(Working data begins)
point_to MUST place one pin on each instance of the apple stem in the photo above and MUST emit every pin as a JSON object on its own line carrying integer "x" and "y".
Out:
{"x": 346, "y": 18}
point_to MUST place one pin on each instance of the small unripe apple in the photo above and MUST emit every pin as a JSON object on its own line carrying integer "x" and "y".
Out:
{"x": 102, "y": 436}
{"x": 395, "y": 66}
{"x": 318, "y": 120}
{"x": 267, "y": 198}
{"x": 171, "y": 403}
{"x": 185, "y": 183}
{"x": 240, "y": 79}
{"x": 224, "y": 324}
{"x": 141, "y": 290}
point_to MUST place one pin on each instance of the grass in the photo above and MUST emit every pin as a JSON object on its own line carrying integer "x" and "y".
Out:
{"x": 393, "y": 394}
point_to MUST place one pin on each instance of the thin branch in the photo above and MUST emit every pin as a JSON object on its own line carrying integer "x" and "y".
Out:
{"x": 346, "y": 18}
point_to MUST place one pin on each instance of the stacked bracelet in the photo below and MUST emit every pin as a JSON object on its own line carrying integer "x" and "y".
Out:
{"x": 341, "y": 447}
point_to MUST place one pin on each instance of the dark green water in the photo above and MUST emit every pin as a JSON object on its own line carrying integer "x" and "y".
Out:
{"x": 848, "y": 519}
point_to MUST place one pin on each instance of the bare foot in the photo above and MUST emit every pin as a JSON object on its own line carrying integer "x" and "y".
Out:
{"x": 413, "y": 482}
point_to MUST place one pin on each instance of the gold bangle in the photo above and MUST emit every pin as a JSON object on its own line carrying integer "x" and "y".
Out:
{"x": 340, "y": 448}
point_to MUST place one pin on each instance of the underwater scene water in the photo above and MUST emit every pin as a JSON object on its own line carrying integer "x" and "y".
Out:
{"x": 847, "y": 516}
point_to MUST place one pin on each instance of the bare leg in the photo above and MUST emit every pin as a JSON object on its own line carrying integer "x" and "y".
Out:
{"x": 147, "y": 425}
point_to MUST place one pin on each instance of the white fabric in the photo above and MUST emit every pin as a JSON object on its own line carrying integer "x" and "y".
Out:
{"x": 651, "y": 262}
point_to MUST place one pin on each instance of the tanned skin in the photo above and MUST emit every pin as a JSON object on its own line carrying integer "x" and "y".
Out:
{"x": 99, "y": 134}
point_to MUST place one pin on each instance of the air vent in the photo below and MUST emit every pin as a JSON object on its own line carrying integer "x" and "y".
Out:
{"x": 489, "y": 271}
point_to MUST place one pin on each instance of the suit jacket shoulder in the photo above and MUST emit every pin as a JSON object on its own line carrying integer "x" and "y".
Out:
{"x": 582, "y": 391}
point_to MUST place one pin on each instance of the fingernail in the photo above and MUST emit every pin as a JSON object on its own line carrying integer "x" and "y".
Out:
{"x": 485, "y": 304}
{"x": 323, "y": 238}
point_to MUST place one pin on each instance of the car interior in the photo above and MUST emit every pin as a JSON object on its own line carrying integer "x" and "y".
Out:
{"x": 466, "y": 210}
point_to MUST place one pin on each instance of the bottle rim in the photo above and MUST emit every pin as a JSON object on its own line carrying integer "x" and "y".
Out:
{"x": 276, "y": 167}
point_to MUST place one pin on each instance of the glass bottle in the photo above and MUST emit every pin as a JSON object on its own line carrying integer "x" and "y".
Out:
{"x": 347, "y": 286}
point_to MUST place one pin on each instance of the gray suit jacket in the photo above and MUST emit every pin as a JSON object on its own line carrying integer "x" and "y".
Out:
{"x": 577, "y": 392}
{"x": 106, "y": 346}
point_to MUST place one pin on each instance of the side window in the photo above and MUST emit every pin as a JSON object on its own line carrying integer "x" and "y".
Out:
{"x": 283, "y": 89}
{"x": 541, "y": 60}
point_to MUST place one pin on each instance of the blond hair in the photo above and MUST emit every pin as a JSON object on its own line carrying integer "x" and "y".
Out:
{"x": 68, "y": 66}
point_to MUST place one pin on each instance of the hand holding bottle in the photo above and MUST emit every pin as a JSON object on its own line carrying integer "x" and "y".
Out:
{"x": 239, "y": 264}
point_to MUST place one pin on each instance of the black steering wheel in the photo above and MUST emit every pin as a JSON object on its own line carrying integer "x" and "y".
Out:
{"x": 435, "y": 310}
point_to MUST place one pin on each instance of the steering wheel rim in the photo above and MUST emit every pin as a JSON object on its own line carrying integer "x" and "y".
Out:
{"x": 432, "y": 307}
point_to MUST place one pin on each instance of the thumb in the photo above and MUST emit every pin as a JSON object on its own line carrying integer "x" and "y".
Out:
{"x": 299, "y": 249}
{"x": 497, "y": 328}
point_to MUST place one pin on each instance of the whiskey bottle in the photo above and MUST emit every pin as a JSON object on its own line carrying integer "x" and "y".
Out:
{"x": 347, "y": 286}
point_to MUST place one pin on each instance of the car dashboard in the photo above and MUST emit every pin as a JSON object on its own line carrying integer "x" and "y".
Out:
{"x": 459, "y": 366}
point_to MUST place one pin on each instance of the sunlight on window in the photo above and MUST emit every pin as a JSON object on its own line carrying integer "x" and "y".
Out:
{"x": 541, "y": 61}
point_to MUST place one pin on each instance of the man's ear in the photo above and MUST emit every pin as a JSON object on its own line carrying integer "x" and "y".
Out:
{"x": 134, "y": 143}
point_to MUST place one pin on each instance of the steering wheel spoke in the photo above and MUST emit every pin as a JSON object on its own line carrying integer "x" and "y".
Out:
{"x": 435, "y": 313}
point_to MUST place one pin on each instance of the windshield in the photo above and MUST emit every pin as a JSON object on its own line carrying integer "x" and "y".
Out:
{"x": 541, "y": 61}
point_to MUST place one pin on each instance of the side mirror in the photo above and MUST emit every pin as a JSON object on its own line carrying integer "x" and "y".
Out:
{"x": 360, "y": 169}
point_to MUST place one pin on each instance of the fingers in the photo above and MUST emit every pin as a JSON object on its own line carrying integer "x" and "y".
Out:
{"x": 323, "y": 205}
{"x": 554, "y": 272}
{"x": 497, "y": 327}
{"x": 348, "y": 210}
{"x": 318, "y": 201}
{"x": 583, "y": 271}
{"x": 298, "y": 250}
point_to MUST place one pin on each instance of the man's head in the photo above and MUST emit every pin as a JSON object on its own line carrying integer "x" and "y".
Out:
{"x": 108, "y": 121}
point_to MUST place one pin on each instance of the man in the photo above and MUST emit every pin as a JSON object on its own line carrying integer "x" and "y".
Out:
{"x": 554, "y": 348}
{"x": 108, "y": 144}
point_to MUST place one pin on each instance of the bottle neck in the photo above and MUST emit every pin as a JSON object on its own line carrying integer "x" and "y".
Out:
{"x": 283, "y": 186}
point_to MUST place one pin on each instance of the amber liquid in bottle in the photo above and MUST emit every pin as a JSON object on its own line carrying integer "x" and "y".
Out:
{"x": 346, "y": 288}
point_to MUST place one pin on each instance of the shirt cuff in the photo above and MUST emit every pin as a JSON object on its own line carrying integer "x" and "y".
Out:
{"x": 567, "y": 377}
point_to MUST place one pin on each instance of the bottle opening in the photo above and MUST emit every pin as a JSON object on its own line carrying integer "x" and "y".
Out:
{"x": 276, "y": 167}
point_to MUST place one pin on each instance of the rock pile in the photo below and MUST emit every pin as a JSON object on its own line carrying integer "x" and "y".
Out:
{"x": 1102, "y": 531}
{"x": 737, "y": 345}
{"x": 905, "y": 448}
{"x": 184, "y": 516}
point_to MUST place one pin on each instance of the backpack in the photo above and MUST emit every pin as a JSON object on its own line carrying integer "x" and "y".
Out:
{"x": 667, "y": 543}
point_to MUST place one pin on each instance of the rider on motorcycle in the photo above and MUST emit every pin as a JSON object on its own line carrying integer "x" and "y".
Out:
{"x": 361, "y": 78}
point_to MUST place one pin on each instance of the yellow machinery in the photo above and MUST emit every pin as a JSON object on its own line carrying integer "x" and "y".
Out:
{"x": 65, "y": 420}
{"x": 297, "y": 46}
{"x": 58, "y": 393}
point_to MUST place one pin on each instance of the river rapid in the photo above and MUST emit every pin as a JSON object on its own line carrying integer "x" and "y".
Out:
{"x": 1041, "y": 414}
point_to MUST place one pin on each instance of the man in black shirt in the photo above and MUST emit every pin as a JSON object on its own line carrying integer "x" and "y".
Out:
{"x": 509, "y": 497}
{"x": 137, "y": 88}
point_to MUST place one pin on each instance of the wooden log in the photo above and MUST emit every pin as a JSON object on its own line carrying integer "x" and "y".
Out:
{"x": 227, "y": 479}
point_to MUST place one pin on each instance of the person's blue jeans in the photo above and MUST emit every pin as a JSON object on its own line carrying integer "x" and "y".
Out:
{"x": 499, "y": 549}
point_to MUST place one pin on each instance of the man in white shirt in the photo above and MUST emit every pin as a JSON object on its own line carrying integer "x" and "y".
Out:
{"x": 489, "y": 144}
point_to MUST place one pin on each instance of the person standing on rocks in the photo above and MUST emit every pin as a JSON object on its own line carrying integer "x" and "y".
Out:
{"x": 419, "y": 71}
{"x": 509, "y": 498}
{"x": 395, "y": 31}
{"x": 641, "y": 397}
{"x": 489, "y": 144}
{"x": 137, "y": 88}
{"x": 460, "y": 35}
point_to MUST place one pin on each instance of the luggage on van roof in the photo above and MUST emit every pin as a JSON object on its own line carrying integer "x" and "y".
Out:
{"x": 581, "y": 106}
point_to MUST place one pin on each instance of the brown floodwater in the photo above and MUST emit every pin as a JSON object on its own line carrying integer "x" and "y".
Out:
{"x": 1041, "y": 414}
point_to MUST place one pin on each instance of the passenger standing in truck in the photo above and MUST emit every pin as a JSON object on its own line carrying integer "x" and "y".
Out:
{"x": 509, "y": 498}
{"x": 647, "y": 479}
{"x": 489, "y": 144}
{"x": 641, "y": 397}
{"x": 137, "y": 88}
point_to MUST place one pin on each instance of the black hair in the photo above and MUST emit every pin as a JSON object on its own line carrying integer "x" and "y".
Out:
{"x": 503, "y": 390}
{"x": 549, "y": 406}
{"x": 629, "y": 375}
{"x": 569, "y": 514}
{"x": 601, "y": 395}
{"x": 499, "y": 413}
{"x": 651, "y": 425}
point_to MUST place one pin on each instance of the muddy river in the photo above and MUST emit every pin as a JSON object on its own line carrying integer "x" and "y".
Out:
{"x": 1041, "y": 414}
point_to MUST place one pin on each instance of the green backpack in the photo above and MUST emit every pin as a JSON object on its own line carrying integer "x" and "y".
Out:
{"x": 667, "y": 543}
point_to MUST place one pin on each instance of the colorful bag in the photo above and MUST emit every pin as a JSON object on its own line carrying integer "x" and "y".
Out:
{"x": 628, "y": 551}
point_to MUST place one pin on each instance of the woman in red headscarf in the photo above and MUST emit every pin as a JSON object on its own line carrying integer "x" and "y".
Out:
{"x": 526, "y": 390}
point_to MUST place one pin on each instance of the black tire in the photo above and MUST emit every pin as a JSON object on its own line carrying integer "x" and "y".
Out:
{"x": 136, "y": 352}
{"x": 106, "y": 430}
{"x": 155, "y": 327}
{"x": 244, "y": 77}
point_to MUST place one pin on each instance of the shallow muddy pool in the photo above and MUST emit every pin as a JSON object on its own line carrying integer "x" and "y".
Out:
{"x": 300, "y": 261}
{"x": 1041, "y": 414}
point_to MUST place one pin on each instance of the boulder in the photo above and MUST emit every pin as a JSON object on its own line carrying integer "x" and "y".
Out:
(Working data ends)
### Exercise description
Scan the data for lines with the word "shirt". Report only how many there are.

### Written answer
3